(Entries from an annotation dataset)
>> BEGIN

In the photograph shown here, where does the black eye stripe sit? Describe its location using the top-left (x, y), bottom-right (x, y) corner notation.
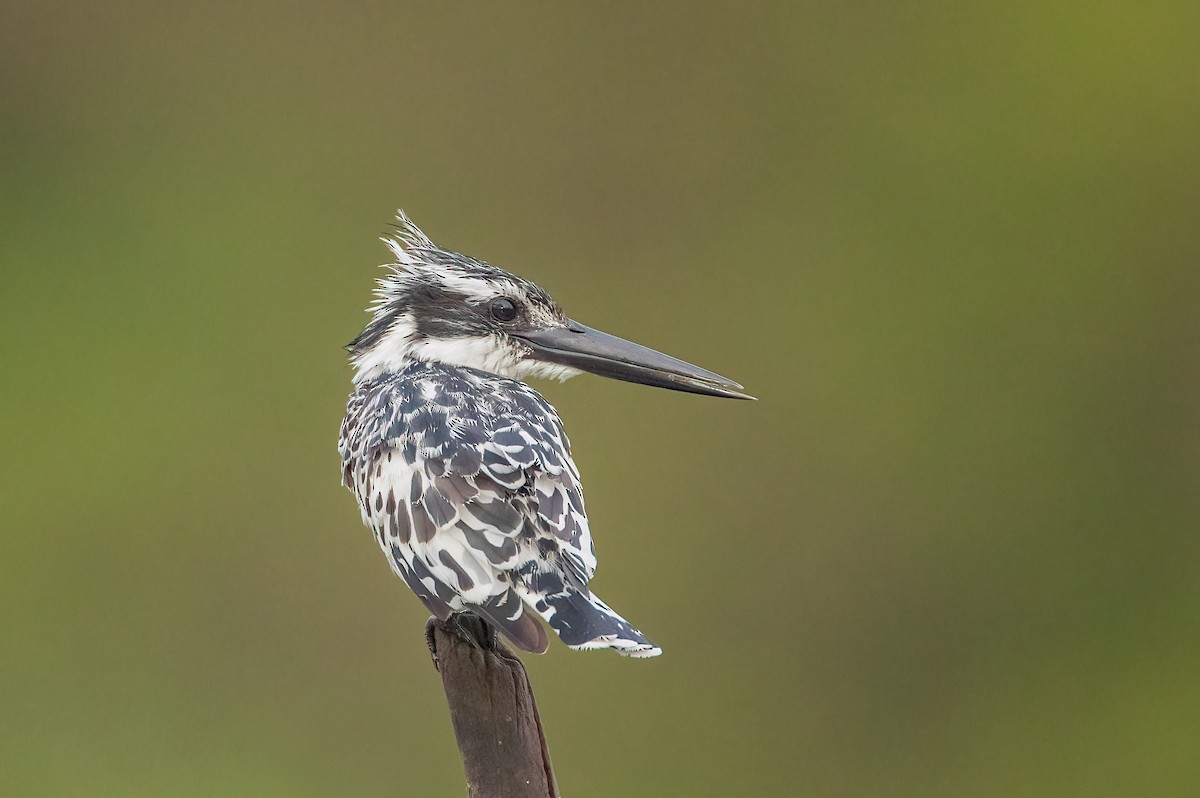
top-left (488, 296), bottom-right (517, 322)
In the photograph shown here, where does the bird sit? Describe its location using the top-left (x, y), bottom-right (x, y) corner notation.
top-left (338, 211), bottom-right (754, 658)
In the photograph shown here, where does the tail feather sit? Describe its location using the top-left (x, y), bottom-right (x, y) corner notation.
top-left (518, 587), bottom-right (662, 658)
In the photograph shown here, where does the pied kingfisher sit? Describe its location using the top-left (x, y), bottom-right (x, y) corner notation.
top-left (338, 212), bottom-right (752, 656)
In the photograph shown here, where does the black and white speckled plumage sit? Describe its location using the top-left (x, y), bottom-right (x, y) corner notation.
top-left (338, 214), bottom-right (660, 656)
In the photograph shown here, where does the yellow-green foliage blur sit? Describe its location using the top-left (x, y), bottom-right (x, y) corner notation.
top-left (0, 0), bottom-right (1200, 798)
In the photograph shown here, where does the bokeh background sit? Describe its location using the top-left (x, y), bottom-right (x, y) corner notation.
top-left (0, 0), bottom-right (1200, 798)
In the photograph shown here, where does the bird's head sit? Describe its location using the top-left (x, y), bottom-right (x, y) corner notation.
top-left (348, 212), bottom-right (752, 398)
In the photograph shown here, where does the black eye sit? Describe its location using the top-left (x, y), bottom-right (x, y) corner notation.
top-left (491, 296), bottom-right (517, 322)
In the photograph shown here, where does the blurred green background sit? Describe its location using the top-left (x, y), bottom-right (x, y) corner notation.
top-left (0, 0), bottom-right (1200, 798)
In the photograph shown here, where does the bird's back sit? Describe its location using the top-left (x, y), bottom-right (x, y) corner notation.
top-left (338, 361), bottom-right (659, 656)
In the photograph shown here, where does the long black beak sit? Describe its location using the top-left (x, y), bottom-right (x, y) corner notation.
top-left (515, 319), bottom-right (754, 400)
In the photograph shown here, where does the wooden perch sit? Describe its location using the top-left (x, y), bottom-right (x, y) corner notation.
top-left (425, 613), bottom-right (559, 798)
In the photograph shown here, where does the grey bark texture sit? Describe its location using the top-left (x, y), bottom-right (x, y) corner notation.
top-left (425, 613), bottom-right (559, 798)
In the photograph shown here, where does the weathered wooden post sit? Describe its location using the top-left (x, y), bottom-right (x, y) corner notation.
top-left (425, 613), bottom-right (559, 798)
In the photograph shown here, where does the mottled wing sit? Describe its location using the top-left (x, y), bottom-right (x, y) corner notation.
top-left (343, 367), bottom-right (595, 652)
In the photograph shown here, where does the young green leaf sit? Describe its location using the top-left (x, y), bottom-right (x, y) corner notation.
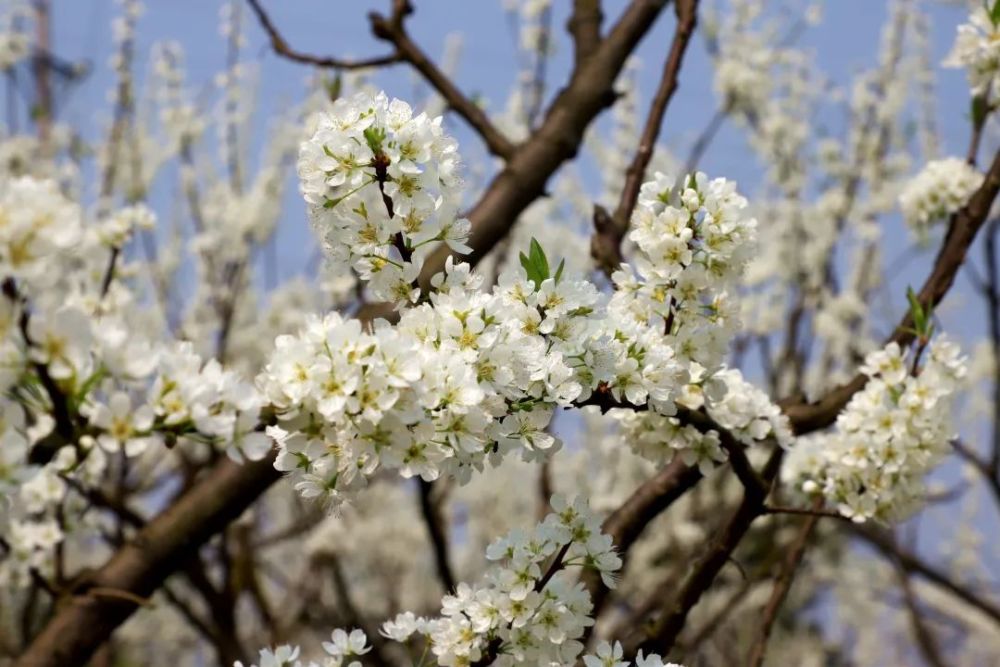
top-left (553, 258), bottom-right (566, 285)
top-left (530, 238), bottom-right (549, 280)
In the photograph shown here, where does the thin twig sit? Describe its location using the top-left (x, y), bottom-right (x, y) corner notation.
top-left (747, 500), bottom-right (822, 667)
top-left (247, 0), bottom-right (402, 70)
top-left (372, 0), bottom-right (514, 159)
top-left (590, 0), bottom-right (698, 275)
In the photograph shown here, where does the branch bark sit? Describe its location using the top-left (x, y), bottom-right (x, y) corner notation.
top-left (747, 502), bottom-right (821, 667)
top-left (368, 0), bottom-right (514, 159)
top-left (14, 457), bottom-right (280, 667)
top-left (566, 0), bottom-right (604, 66)
top-left (591, 0), bottom-right (698, 275)
top-left (410, 0), bottom-right (667, 288)
top-left (629, 448), bottom-right (783, 655)
top-left (781, 147), bottom-right (1000, 434)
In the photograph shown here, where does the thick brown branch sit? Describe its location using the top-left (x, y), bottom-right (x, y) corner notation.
top-left (420, 0), bottom-right (667, 287)
top-left (247, 0), bottom-right (402, 70)
top-left (368, 0), bottom-right (514, 159)
top-left (14, 457), bottom-right (279, 667)
top-left (591, 0), bottom-right (698, 275)
top-left (747, 502), bottom-right (821, 667)
top-left (637, 448), bottom-right (783, 655)
top-left (582, 457), bottom-right (702, 635)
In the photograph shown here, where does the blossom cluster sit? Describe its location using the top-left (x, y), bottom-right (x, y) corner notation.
top-left (257, 262), bottom-right (600, 501)
top-left (233, 628), bottom-right (372, 667)
top-left (899, 157), bottom-right (983, 236)
top-left (298, 93), bottom-right (469, 303)
top-left (0, 177), bottom-right (82, 287)
top-left (944, 0), bottom-right (1000, 95)
top-left (618, 368), bottom-right (794, 473)
top-left (268, 94), bottom-right (777, 502)
top-left (382, 496), bottom-right (621, 665)
top-left (782, 336), bottom-right (966, 522)
top-left (613, 172), bottom-right (757, 375)
top-left (236, 495), bottom-right (692, 667)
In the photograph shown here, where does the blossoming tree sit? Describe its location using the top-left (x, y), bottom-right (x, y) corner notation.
top-left (0, 0), bottom-right (1000, 667)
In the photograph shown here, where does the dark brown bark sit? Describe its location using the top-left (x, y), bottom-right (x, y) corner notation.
top-left (14, 457), bottom-right (280, 667)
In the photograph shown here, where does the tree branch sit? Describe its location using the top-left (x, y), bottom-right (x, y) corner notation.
top-left (747, 501), bottom-right (822, 667)
top-left (566, 0), bottom-right (604, 66)
top-left (896, 563), bottom-right (947, 667)
top-left (418, 479), bottom-right (455, 594)
top-left (629, 447), bottom-right (784, 655)
top-left (590, 0), bottom-right (698, 275)
top-left (781, 147), bottom-right (1000, 434)
top-left (372, 0), bottom-right (514, 159)
top-left (14, 456), bottom-right (280, 667)
top-left (420, 0), bottom-right (667, 287)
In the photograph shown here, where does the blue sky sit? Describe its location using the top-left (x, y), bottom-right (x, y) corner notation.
top-left (41, 0), bottom-right (968, 284)
top-left (23, 0), bottom-right (1000, 648)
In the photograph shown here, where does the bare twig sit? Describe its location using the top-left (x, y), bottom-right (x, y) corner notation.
top-left (418, 479), bottom-right (456, 593)
top-left (590, 0), bottom-right (698, 275)
top-left (896, 563), bottom-right (948, 667)
top-left (566, 0), bottom-right (604, 65)
top-left (368, 0), bottom-right (514, 159)
top-left (747, 501), bottom-right (822, 667)
top-left (247, 0), bottom-right (402, 70)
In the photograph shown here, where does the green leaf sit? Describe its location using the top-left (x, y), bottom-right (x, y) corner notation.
top-left (906, 287), bottom-right (932, 337)
top-left (530, 238), bottom-right (549, 280)
top-left (520, 239), bottom-right (551, 289)
top-left (364, 125), bottom-right (385, 155)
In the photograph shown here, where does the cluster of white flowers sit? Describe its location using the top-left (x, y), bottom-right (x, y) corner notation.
top-left (782, 337), bottom-right (966, 522)
top-left (0, 176), bottom-right (82, 288)
top-left (236, 495), bottom-right (679, 667)
top-left (270, 94), bottom-right (778, 502)
top-left (583, 642), bottom-right (683, 667)
top-left (614, 172), bottom-right (757, 374)
top-left (0, 0), bottom-right (31, 70)
top-left (899, 157), bottom-right (983, 236)
top-left (944, 0), bottom-right (1000, 95)
top-left (298, 93), bottom-right (469, 303)
top-left (382, 496), bottom-right (621, 666)
top-left (233, 628), bottom-right (372, 667)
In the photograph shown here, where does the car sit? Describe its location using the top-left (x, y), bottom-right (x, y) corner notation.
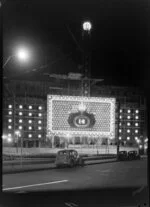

>> END

### [WHAT TO WORK ON]
Edit all the records above so that every "photograph" becomes "image", keeping everything else unchanged, and leave the pictures out of your answer.

### [WRITTEN ANSWER]
In the image shown here, where does the black eye stripe sit? Describe its location using the top-left (x, y), bottom-right (x, y) corner notation.
top-left (488, 296), bottom-right (517, 322)
In the image shown here, where does the bird sit? Describe its location using the top-left (x, y), bottom-right (x, y) corner notation.
top-left (338, 211), bottom-right (754, 658)
In the image shown here, where does the tail feather sit? Describe its location using the top-left (x, y), bottom-right (x, y) corner notation.
top-left (518, 587), bottom-right (662, 658)
In the image shown here, where does the pied kingfisher sit? Describe its location using the top-left (x, y), bottom-right (x, y) corner notation.
top-left (338, 212), bottom-right (752, 656)
In the image shown here, where does the black and white speckled plumage sit? Describe its location using the top-left (x, y), bottom-right (x, y) corner notation.
top-left (338, 214), bottom-right (660, 656)
In the image shown here, where does the yellow-green foliage blur sit? Describe its location using the top-left (x, y), bottom-right (x, y) corner notation.
top-left (0, 0), bottom-right (1200, 798)
In the image shown here, where does the bokeh background sit? Describe its location using the top-left (x, y), bottom-right (x, y) corner notation.
top-left (0, 0), bottom-right (1200, 798)
In the image shown here, where does the bird's head sit? Describe its location using the top-left (x, y), bottom-right (x, y) corner notation.
top-left (348, 212), bottom-right (752, 398)
In the image shown here, where does the black eye sit? Describe its location using the top-left (x, y), bottom-right (x, y) corner notation.
top-left (491, 296), bottom-right (517, 322)
In the image shown here, where does the blurred green background sit? Describe its location using the top-left (x, y), bottom-right (x, y) corner notation.
top-left (0, 0), bottom-right (1200, 798)
In the image shown here, where does the bird's back sit? Describe its location using the top-left (x, y), bottom-right (x, y) corner notation.
top-left (338, 361), bottom-right (659, 656)
In the image shown here, where does the long black beak sit? Describe its location using the top-left (x, y), bottom-right (x, y) corner notation.
top-left (515, 319), bottom-right (754, 400)
In the image shown here, where does the wooden perch sit? Describe its location using the top-left (x, y), bottom-right (x, y) corner notation.
top-left (425, 613), bottom-right (559, 798)
In the image shown here, where does the grey bark texture sit? Describe its location using the top-left (x, y), bottom-right (x, y) corner notation.
top-left (425, 613), bottom-right (559, 798)
In the image shown here, where does the weathered wooden post sit? Describe its location using the top-left (x, y), bottom-right (x, y) corner notation.
top-left (425, 613), bottom-right (559, 798)
In the image shown here, where does the mottled wing sit? Describe its location using the top-left (x, y), bottom-right (x, y) corner notation.
top-left (343, 367), bottom-right (595, 652)
In the image shown here, where does the young green leaf sit? Describe its location using the top-left (x, y), bottom-right (x, y) corner notation.
top-left (553, 258), bottom-right (566, 285)
top-left (530, 238), bottom-right (549, 280)
In the image shown here, where does the thin twig sit? Describe its location using the top-left (x, y), bottom-right (x, y) corner notation.
top-left (747, 500), bottom-right (822, 667)
top-left (247, 0), bottom-right (402, 70)
top-left (372, 0), bottom-right (514, 159)
top-left (590, 0), bottom-right (698, 275)
In the image shown here, where does the branch bark sit? Describe its location using the top-left (x, y), bottom-right (x, y) corner notation.
top-left (747, 502), bottom-right (821, 667)
top-left (368, 0), bottom-right (514, 159)
top-left (14, 457), bottom-right (280, 667)
top-left (566, 0), bottom-right (604, 66)
top-left (591, 0), bottom-right (698, 275)
top-left (410, 0), bottom-right (667, 288)
top-left (629, 448), bottom-right (783, 655)
top-left (781, 147), bottom-right (1000, 434)
In the image shown here, where does the thick brown branch sit? Describe its location using the top-left (x, y), bottom-right (x, y) corner notation.
top-left (420, 0), bottom-right (667, 287)
top-left (247, 0), bottom-right (402, 70)
top-left (368, 0), bottom-right (514, 159)
top-left (14, 457), bottom-right (279, 667)
top-left (591, 0), bottom-right (698, 275)
top-left (747, 502), bottom-right (821, 667)
top-left (637, 448), bottom-right (783, 655)
top-left (582, 457), bottom-right (702, 635)
In the image shown here, where does the blossom cluster sit? Describe its location using the top-left (x, y), bottom-right (x, y) corner notation.
top-left (257, 262), bottom-right (600, 501)
top-left (233, 628), bottom-right (372, 667)
top-left (899, 157), bottom-right (983, 236)
top-left (298, 93), bottom-right (469, 303)
top-left (0, 177), bottom-right (82, 287)
top-left (944, 0), bottom-right (1000, 95)
top-left (618, 368), bottom-right (794, 473)
top-left (268, 94), bottom-right (777, 502)
top-left (382, 496), bottom-right (621, 665)
top-left (782, 336), bottom-right (966, 522)
top-left (613, 172), bottom-right (757, 375)
top-left (236, 495), bottom-right (692, 667)
In the image shown here, where does the blossoming tree sit? Describe its location using the top-left (x, y), bottom-right (x, y) corner notation.
top-left (0, 0), bottom-right (1000, 667)
In the image shown here, where does the dark brown bark sit? Describe its location using the top-left (x, y), bottom-right (x, y) corner notation.
top-left (14, 457), bottom-right (280, 667)
In the image shown here, where does the tree branch sit? Describe its location using the top-left (x, y), bottom-right (x, y) corner notation.
top-left (747, 501), bottom-right (822, 667)
top-left (566, 0), bottom-right (604, 66)
top-left (896, 563), bottom-right (947, 667)
top-left (418, 479), bottom-right (455, 594)
top-left (629, 447), bottom-right (784, 655)
top-left (590, 0), bottom-right (698, 275)
top-left (781, 147), bottom-right (1000, 434)
top-left (372, 0), bottom-right (514, 159)
top-left (14, 456), bottom-right (280, 667)
top-left (420, 0), bottom-right (667, 287)
In the image shown here, where does the blue sky sit? Describe its location using the top-left (x, y), bottom-right (x, y) corner notation.
top-left (41, 0), bottom-right (968, 284)
top-left (23, 0), bottom-right (1000, 648)
In the image shown here, where does the bare twig sit? Describe its location using the top-left (x, y), bottom-right (x, y) corner notation.
top-left (418, 479), bottom-right (456, 593)
top-left (590, 0), bottom-right (698, 275)
top-left (896, 563), bottom-right (948, 667)
top-left (566, 0), bottom-right (604, 65)
top-left (368, 0), bottom-right (514, 159)
top-left (747, 501), bottom-right (822, 667)
top-left (247, 0), bottom-right (402, 70)
In the image shown here, where does the green leaf sit? Describe its location using the top-left (x, y), bottom-right (x, y) corner notation.
top-left (906, 287), bottom-right (932, 337)
top-left (530, 238), bottom-right (549, 280)
top-left (520, 239), bottom-right (551, 289)
top-left (364, 125), bottom-right (385, 155)
In the image shown here, where does the cluster of white flowers sit? Describe its location using the top-left (x, y), bottom-right (x, y) corner notation.
top-left (782, 337), bottom-right (966, 522)
top-left (0, 176), bottom-right (82, 288)
top-left (236, 495), bottom-right (679, 667)
top-left (270, 94), bottom-right (778, 502)
top-left (583, 642), bottom-right (683, 667)
top-left (614, 172), bottom-right (757, 374)
top-left (0, 0), bottom-right (31, 70)
top-left (899, 157), bottom-right (983, 236)
top-left (944, 0), bottom-right (1000, 95)
top-left (298, 93), bottom-right (469, 303)
top-left (382, 496), bottom-right (621, 666)
top-left (233, 628), bottom-right (372, 667)
In the image shown here, where does the car sit? Describe its location using the top-left (x, y), bottom-right (x, y) corner notation.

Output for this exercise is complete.